[START Entries]

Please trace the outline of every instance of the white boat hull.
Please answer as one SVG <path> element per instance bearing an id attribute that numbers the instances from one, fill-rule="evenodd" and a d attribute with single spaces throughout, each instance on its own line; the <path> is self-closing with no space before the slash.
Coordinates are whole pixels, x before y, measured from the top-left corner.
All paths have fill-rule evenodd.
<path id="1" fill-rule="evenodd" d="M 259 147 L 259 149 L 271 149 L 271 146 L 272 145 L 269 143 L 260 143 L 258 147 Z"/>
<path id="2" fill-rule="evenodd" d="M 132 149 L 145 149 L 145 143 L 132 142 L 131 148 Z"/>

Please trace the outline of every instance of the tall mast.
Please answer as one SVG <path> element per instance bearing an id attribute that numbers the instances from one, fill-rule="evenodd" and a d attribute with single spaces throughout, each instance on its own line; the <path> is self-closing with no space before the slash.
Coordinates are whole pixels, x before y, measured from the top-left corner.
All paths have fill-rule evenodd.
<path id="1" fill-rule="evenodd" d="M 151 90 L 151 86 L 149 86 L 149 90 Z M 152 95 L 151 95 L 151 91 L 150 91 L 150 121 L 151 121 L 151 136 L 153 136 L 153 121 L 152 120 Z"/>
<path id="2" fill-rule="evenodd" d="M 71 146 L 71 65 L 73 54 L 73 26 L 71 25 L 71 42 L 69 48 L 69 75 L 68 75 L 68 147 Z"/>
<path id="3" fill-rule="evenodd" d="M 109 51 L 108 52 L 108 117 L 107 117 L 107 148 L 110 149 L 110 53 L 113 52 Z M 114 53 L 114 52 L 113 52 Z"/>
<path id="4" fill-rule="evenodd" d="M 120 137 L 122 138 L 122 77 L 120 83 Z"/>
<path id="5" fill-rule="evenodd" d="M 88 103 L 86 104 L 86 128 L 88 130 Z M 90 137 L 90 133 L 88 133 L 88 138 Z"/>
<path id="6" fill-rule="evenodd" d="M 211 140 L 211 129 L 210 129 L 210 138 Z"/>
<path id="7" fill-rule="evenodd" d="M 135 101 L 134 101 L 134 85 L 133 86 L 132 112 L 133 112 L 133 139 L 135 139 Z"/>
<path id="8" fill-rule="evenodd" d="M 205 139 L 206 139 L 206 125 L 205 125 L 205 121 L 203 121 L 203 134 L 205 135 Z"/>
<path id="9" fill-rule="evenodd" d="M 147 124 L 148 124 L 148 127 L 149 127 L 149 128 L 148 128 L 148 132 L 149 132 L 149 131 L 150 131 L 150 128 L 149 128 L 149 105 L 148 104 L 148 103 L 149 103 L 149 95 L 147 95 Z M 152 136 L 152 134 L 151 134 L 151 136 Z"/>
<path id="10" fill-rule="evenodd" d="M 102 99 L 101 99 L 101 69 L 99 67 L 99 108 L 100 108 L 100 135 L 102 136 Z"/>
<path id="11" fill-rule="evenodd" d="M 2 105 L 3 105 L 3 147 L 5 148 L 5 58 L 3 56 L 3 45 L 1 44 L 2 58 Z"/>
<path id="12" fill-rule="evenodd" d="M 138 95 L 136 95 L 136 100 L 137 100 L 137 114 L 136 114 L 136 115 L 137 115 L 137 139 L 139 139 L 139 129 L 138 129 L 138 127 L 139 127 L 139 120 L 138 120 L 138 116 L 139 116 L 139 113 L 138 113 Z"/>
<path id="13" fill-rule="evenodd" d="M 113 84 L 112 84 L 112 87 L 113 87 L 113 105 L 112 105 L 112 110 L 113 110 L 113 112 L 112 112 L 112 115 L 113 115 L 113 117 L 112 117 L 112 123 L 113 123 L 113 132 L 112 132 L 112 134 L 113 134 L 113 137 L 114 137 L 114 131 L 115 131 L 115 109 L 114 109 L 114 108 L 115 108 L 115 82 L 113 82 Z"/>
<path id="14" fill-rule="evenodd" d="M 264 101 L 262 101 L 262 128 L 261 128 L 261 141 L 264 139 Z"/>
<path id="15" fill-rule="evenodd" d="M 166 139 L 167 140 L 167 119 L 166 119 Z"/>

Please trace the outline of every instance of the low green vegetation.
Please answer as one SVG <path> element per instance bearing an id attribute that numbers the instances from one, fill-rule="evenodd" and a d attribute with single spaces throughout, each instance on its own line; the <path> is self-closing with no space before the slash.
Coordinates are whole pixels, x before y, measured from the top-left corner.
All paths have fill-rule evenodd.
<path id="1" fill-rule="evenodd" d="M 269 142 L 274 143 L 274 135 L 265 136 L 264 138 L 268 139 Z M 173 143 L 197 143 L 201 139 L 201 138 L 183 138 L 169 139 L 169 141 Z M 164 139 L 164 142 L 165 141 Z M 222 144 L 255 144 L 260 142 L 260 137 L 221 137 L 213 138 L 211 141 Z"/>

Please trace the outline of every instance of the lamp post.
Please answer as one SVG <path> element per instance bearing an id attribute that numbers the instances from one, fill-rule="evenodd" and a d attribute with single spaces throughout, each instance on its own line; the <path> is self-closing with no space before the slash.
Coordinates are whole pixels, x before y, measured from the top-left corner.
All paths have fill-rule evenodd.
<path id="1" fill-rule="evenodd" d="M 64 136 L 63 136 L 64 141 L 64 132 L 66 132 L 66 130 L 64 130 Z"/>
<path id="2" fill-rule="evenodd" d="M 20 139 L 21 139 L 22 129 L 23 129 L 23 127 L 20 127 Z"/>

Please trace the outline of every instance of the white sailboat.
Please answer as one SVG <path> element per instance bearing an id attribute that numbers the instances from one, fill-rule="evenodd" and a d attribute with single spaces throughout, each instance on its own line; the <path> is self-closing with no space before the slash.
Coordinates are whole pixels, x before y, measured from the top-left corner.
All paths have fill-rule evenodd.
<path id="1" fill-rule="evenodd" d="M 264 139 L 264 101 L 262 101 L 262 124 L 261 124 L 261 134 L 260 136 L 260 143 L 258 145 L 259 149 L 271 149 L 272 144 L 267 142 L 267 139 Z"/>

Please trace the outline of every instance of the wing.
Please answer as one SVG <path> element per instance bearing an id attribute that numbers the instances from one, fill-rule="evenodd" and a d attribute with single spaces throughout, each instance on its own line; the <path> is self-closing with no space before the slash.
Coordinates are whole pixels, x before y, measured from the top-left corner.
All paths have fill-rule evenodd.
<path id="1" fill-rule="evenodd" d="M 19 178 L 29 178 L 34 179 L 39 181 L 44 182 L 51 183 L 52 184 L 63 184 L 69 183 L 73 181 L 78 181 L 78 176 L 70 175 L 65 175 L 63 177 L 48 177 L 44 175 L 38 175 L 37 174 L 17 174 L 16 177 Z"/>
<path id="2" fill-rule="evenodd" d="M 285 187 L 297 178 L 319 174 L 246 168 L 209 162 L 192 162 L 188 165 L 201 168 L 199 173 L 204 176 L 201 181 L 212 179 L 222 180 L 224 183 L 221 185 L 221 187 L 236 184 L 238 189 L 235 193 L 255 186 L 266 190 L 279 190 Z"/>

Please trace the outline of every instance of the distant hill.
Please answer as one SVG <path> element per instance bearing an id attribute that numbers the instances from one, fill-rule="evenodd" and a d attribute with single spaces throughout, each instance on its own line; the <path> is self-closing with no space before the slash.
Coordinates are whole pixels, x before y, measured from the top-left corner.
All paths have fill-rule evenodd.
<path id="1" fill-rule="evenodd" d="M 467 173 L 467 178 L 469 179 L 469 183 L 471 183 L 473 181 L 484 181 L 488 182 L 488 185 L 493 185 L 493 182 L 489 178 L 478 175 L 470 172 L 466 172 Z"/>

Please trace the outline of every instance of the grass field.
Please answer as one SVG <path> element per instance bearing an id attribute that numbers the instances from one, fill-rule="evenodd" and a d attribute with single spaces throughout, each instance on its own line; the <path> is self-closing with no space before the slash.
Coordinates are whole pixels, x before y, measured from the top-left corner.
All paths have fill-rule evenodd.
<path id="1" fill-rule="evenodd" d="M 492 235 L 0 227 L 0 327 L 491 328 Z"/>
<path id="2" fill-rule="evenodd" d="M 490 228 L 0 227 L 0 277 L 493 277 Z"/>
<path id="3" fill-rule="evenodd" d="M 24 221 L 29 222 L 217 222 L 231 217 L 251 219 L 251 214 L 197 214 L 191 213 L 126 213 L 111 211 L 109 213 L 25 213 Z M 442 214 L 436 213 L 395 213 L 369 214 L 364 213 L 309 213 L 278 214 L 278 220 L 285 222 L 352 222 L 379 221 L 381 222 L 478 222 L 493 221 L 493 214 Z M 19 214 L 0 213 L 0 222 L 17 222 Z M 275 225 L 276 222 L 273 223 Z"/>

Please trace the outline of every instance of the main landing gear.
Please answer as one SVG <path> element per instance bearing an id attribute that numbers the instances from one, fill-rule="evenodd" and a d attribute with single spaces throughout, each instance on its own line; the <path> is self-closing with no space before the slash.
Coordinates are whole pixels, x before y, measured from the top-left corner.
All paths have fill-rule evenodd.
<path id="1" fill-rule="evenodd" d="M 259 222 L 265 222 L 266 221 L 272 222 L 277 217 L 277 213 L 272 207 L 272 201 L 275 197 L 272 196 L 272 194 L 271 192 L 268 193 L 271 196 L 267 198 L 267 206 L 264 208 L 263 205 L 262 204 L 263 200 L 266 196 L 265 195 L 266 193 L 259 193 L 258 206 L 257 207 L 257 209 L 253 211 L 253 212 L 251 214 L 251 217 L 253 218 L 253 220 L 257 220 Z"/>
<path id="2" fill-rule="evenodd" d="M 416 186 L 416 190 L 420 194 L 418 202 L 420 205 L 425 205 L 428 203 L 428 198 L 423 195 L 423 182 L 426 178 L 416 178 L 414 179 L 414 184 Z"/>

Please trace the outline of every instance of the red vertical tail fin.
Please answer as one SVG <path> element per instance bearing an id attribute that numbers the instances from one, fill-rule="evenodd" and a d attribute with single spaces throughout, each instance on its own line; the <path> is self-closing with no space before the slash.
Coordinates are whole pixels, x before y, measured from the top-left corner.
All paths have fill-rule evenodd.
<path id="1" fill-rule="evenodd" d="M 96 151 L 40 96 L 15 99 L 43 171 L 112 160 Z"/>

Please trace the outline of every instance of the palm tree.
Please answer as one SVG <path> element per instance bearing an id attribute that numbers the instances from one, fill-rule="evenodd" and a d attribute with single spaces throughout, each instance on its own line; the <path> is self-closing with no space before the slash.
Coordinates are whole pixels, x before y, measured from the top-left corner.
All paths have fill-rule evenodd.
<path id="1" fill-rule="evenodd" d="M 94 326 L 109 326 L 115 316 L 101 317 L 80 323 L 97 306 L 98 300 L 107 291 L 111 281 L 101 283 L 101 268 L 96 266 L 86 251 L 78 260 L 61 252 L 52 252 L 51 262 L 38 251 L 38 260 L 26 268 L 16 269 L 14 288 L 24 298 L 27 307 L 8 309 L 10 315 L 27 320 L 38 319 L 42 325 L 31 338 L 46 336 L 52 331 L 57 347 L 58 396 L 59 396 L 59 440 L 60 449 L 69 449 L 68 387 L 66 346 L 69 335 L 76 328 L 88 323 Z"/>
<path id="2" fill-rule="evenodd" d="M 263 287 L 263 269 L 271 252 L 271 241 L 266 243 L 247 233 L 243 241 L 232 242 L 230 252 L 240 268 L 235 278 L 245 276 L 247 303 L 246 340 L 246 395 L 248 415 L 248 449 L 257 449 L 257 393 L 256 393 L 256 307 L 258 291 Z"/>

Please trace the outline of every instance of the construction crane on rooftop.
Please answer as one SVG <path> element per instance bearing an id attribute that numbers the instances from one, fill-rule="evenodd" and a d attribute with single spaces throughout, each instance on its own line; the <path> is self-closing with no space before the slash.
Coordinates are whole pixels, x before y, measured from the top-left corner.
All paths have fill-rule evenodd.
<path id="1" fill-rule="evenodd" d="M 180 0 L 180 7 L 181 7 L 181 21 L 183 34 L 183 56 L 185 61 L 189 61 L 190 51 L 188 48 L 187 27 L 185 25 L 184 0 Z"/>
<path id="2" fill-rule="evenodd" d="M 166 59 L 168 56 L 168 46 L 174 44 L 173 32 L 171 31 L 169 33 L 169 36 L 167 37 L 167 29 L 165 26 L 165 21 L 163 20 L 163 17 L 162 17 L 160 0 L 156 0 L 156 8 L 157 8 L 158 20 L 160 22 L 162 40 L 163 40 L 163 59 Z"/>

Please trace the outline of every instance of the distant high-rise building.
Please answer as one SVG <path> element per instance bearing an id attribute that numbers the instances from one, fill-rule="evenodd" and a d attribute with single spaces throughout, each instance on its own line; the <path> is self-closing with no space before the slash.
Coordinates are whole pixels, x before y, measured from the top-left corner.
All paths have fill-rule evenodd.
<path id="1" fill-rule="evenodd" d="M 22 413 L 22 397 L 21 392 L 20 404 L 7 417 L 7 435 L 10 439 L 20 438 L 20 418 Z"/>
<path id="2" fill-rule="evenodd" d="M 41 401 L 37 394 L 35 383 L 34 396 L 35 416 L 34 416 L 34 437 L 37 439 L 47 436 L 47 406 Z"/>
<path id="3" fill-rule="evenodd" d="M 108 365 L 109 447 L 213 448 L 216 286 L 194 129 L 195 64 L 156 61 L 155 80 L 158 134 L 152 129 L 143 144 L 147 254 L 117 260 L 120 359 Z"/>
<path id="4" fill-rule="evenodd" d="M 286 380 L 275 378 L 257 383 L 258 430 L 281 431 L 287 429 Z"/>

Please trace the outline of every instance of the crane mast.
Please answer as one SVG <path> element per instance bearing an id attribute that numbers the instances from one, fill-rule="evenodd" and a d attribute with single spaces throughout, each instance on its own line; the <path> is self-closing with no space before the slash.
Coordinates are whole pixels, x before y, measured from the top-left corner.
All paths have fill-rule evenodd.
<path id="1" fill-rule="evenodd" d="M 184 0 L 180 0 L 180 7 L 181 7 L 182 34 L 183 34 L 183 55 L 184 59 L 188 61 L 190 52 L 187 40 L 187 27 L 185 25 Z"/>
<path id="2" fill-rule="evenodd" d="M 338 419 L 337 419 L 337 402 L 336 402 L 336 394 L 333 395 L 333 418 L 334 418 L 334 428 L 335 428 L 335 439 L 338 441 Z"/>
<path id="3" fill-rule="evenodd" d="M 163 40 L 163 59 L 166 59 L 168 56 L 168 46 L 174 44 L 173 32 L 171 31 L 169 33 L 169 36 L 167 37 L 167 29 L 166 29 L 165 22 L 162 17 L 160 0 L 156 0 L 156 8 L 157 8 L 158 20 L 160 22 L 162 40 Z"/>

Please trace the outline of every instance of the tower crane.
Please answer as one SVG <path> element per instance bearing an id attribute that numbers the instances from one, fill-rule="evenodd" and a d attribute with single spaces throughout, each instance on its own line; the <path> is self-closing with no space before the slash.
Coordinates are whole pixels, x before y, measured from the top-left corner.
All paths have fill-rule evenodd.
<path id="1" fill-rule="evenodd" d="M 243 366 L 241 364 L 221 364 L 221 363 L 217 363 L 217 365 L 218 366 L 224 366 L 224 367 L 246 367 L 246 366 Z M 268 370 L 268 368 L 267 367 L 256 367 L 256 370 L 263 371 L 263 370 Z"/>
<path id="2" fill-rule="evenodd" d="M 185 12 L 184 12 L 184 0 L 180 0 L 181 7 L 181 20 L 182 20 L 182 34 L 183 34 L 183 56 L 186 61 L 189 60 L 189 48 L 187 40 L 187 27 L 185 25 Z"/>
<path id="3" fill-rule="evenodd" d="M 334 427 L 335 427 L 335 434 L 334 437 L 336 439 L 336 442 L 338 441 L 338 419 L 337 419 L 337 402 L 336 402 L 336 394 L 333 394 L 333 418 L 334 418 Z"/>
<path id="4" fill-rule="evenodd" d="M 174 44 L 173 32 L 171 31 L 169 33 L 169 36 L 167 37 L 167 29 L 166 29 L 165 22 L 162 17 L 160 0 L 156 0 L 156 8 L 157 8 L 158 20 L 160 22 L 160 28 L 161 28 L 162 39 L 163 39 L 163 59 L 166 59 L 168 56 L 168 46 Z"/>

[END Entries]

▸ **Work required**
Retype exactly, please, each line from the line that contains "Please trace the outline of every instance of the tower" through the last line of the entries above, with nothing added.

▸ **Task solution**
Please trace the outline of every instance of the tower crane.
Please answer as one SVG <path> element per instance bearing an id attribute that numbers the instances from one, fill-rule="evenodd" and a d attribute with single spaces throughout, each instance on its own line; the <path> is self-closing with no space before the slash.
Coordinates are whole pixels, x before y, measured from the top-left corner.
All paths have fill-rule evenodd.
<path id="1" fill-rule="evenodd" d="M 243 366 L 241 364 L 221 364 L 221 363 L 217 363 L 217 365 L 218 366 L 224 366 L 224 367 L 246 367 L 246 366 Z M 268 370 L 268 368 L 267 367 L 256 367 L 256 370 L 263 371 L 263 370 Z"/>
<path id="2" fill-rule="evenodd" d="M 185 12 L 184 12 L 184 0 L 180 0 L 181 7 L 181 20 L 182 20 L 182 34 L 183 34 L 183 56 L 186 61 L 189 60 L 189 48 L 187 40 L 187 27 L 185 25 Z"/>
<path id="3" fill-rule="evenodd" d="M 334 427 L 335 427 L 335 434 L 334 437 L 336 439 L 336 442 L 338 441 L 338 419 L 337 419 L 337 402 L 336 402 L 336 394 L 333 394 L 333 418 L 334 418 Z"/>
<path id="4" fill-rule="evenodd" d="M 174 44 L 173 32 L 171 31 L 169 33 L 169 36 L 167 37 L 167 29 L 166 29 L 165 22 L 162 17 L 160 0 L 156 0 L 156 8 L 157 8 L 158 20 L 160 22 L 160 28 L 161 28 L 162 39 L 163 39 L 163 59 L 166 59 L 168 56 L 168 46 Z"/>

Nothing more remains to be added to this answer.